Enunciado da tarefa: Reescreva a parte do trecho sobre o hospício de "Temos, então, apenas" a "controle do louco.", trocando "hospício-muro" por "hospício-prisão".

Trecho de origem:

————

Nessa luta pelo espaço institucional, o próprio hospício constitui-se como uma ação inviabilizadora dos estratagemas alienistas, impedindo uma dispersão classificatória adequada aos padrões de então "[a] única classificação atualmente possível é precisamente incompleta" (Relatório Hospício São Pedro, 1884, p.04, apud Schiavoni 1997, p. 36). Além disso, as práticas que habitavam esse espaço não pertenciam à ordem médica. O primeiro regulamento do HSP fora escrito pelo presidente da Província, delegando a administração da instituição a um religioso e destituindo, portanto, a autoridade da ciência médica ao transferir para leigos a determinação sobre as internações e a fiscalização sobre o estado mental dos internados a fim de evitar eventuais arbitrariedades (Wadi, 2000). Somava-se a isso a inexistência de um inquérito na admissão que provesse os alienistas das informações consideradas necessárias para a determinação da etiologia da demência (Wadi, 2002).
Temos, então, apenas um prédio de quartos com paredes nuas, desabitadas de práticas médicas, um espaço-cárcere de um hospício-muro. Impedia-se, assim, uma ação disciplinar não massiva sobre a loucura: ordená-la buscando sua inteligibilidade e utilidade máximas, uma ação de classificação e registro sobre os internos que permitiria o enquadramento destes em diversos locus, cristalizando seu desmedido em um esquema pré-concebido generalizante e atemporal para findar com sua errância, já que, mesmo tendo sua utilidade questionável para um controle da loucura, era, no mínimo, eficiente no controle do louco.
Com o advento da República (1889), algo dessa situação se altera quando as instituições de saúde mantidas pelo Estado passam a ser administradas por este através da figura do médico como legítimo representante de uma ciência, ou seja, de um modo de gerir "neutro", que prescinde de interesses pessoais. Delegando suas instituições às ciências, o próprio Estado Republicano pretendia-se científico, com uma ação "neutra" que visasse sempre ao "bem comum"; buscava diferenciar-se, em muito, do Estado imperial, constantemente atravessado por interesses particulares9.

————

[Dados de apontamento por expressão referencial]
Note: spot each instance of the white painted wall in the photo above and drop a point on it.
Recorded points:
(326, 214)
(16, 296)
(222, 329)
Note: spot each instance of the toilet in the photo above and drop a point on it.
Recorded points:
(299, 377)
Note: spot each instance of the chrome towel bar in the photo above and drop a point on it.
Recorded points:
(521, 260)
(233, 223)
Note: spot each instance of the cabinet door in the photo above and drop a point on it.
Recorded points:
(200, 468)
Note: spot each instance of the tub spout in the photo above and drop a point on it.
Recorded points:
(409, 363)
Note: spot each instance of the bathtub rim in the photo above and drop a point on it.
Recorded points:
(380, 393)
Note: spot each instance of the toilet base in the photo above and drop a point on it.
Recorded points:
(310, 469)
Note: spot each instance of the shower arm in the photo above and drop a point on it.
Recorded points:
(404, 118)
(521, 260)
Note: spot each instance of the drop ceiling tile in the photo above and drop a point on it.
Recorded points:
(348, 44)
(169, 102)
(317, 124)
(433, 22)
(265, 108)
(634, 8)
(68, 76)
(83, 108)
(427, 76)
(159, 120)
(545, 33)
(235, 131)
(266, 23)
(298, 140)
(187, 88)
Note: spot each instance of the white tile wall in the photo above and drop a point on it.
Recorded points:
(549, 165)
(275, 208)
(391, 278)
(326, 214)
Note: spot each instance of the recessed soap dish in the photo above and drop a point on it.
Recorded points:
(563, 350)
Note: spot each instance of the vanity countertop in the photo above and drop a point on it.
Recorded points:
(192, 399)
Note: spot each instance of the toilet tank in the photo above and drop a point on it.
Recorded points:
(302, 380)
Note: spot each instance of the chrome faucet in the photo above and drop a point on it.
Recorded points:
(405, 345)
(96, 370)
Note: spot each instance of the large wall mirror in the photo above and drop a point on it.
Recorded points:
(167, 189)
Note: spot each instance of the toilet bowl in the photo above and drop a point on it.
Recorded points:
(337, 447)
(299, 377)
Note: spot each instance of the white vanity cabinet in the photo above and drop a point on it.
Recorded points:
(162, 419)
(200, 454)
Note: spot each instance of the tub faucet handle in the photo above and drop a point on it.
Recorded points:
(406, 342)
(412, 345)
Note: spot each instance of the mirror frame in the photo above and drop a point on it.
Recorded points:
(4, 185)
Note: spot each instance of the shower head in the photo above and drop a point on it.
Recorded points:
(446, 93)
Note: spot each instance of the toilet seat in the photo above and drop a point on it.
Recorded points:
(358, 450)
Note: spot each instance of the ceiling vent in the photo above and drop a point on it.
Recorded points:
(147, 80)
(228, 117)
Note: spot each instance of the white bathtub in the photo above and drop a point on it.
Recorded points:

————

Resposta da tarefa:
Temos, então, apenas um prédio de quartos com paredes nuas, desabitadas de práticas médicas, um espaço-cárcere de um hospício-prisão. Impedia-se, assim, uma ação disciplinar não massiva sobre a loucura: ordená-la buscando sua inteligibilidade e utilidade máximas, uma ação de classificação e registro sobre os internos que permitiria o enquadramento destes em diversos locus, cristalizando seu desmedido em um esquema pré-concebido generalizante e atemporal para findar com sua errância, já que, mesmo tendo sua utilidade questionável para um controle da loucura, era, no mínimo, eficiente no controle do louco.